** Goal of the exercise **
Pick out every line of the material below that contains the word "nose", and copy each of those lines.
>> begin
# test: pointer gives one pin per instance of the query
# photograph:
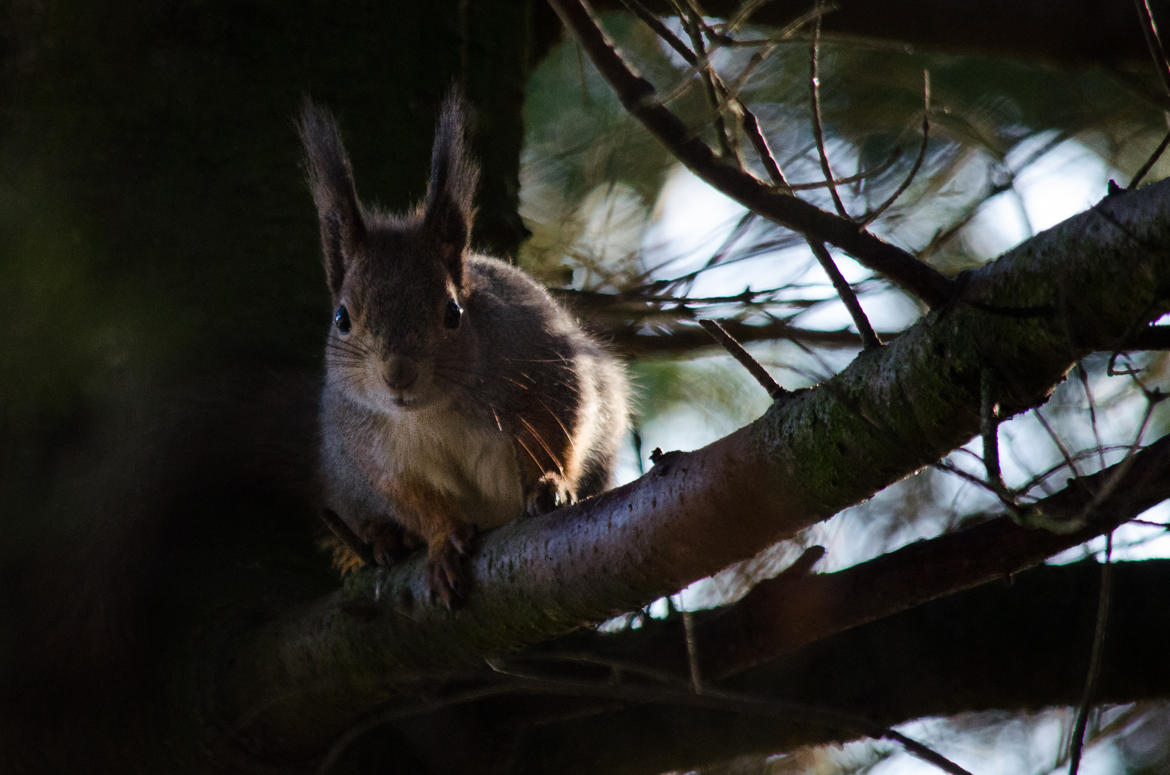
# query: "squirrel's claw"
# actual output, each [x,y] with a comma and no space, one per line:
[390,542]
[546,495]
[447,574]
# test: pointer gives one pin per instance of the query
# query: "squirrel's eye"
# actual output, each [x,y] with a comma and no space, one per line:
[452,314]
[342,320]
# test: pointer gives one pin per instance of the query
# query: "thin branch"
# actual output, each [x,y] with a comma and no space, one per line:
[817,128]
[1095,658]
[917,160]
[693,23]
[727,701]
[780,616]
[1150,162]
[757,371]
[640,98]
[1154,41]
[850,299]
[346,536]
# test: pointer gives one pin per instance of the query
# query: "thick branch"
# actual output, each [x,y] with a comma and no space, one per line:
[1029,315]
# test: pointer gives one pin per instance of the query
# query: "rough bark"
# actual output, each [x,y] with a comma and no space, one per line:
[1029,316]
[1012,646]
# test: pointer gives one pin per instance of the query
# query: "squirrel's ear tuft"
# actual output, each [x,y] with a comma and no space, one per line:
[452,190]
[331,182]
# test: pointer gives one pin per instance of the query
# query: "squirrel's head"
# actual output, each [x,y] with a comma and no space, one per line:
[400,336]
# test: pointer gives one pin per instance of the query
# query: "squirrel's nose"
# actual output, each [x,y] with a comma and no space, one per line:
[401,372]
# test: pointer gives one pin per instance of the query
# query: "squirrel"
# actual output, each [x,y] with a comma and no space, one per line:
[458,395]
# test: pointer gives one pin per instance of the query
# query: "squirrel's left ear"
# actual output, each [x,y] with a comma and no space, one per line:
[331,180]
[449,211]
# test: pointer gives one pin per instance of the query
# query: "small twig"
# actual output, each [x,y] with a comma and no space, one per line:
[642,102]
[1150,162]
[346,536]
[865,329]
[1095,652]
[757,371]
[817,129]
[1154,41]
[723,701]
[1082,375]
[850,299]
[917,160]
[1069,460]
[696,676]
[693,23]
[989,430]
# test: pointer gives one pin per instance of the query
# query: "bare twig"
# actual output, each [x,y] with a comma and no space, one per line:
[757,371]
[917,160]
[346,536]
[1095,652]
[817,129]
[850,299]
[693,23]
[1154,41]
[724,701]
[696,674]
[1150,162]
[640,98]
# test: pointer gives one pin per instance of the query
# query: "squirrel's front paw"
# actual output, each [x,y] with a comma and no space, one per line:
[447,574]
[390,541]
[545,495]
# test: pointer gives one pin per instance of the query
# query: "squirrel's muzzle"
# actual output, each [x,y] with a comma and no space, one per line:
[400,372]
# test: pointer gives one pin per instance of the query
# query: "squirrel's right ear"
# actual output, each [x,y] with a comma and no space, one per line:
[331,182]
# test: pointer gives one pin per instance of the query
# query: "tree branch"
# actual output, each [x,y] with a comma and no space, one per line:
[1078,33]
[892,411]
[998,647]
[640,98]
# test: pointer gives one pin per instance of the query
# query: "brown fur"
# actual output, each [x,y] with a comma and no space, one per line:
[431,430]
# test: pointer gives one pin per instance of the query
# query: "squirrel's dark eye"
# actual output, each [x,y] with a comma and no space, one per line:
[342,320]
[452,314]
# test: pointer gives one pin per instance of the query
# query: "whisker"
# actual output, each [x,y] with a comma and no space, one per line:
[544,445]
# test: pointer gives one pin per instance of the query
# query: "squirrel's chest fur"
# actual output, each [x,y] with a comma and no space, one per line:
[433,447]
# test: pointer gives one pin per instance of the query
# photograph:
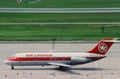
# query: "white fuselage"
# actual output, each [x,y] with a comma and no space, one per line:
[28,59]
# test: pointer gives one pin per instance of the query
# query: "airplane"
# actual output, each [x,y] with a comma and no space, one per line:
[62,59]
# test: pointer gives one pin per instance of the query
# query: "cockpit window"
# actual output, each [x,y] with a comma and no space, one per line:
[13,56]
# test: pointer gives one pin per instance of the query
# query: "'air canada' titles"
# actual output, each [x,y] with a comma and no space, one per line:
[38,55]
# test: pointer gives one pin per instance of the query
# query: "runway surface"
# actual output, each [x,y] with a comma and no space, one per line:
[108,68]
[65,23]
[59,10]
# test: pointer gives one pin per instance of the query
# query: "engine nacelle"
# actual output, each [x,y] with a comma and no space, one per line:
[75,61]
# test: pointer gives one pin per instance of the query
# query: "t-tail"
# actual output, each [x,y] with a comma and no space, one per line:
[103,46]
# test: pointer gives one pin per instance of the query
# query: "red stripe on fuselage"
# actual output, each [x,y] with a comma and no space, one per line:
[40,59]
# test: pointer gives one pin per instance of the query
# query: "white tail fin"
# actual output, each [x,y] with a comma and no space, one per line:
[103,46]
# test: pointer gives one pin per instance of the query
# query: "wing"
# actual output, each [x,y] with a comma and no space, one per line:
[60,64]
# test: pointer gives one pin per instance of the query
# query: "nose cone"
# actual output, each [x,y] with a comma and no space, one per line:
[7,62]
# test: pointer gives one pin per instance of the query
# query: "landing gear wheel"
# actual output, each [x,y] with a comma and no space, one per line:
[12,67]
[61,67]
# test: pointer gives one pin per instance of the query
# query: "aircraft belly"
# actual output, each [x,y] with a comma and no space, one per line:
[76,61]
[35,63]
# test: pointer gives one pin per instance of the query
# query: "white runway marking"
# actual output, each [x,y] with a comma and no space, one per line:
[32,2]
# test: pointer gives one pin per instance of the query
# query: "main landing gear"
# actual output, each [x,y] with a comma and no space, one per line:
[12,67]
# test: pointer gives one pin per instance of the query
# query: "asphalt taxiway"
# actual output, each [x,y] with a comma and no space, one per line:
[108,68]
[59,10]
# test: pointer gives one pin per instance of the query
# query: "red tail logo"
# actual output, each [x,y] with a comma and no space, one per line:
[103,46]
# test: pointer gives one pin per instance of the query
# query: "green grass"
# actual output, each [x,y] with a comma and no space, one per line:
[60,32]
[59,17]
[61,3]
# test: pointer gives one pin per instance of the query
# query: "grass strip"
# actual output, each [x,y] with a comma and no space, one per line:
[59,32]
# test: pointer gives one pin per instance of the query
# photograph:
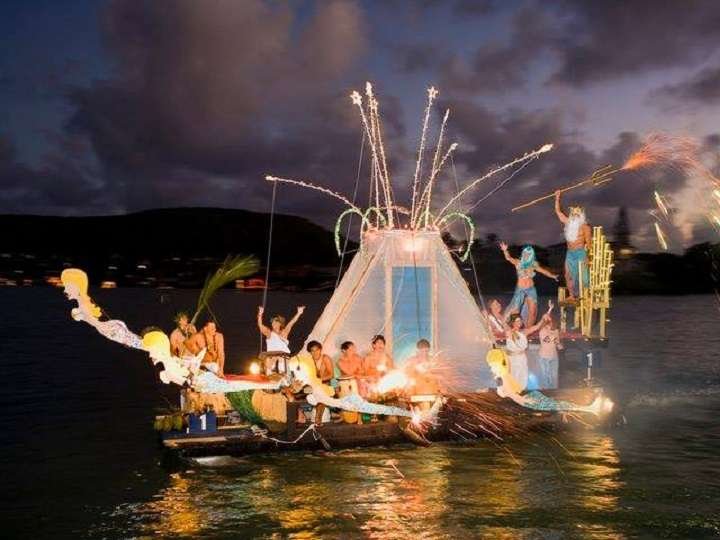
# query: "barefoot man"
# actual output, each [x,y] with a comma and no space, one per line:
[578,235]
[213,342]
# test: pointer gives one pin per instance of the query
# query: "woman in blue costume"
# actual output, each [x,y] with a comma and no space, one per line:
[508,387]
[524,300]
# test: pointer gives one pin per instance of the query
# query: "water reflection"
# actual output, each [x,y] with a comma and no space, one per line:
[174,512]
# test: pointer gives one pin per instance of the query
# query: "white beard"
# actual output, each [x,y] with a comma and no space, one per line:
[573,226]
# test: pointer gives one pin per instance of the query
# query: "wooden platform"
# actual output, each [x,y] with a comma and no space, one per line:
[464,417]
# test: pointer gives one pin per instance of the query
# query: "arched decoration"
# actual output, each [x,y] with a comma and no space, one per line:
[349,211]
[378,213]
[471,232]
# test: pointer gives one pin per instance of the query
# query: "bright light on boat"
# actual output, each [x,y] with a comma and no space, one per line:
>> end
>> begin
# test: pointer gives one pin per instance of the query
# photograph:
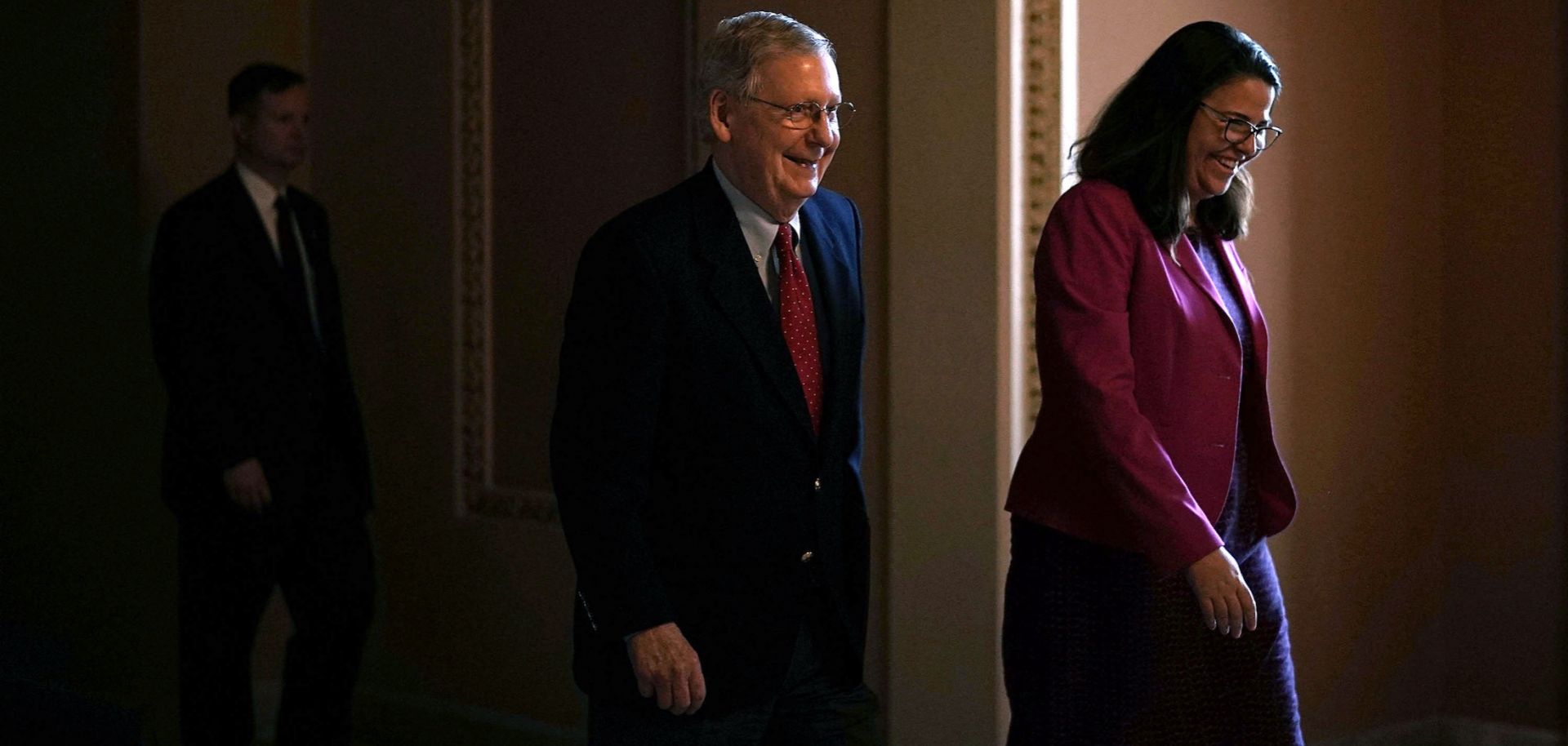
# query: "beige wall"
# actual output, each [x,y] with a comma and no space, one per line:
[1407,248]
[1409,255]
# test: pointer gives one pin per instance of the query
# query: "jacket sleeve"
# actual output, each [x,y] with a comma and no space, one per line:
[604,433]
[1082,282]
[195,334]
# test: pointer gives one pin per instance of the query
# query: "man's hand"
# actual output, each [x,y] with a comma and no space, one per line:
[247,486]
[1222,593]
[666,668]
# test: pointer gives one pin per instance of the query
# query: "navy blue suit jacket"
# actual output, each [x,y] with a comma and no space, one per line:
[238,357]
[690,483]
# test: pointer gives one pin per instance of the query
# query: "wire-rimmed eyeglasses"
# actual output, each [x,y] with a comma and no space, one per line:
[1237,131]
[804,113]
>> end
** Response to the task **
# query: "squirrel's nose"
# query: "nose cone"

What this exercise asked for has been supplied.